Direction: Report how many lines of the listing below contain the string "jacket", matching case exactly. Give only the number.

(Source listing)
● ● ●
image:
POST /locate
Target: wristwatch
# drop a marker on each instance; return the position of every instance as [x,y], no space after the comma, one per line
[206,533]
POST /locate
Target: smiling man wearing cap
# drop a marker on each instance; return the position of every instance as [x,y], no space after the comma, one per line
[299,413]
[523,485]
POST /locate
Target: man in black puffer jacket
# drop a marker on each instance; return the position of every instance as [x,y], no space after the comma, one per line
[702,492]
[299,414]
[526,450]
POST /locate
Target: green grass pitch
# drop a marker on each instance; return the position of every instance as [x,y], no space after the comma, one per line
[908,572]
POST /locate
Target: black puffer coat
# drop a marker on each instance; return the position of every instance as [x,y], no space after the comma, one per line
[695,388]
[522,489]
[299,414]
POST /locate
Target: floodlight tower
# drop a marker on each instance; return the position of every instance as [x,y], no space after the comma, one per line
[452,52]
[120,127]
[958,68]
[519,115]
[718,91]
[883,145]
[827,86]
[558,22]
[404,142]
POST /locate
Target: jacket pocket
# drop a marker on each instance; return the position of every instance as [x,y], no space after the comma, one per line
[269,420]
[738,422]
● ● ●
Task solution: 2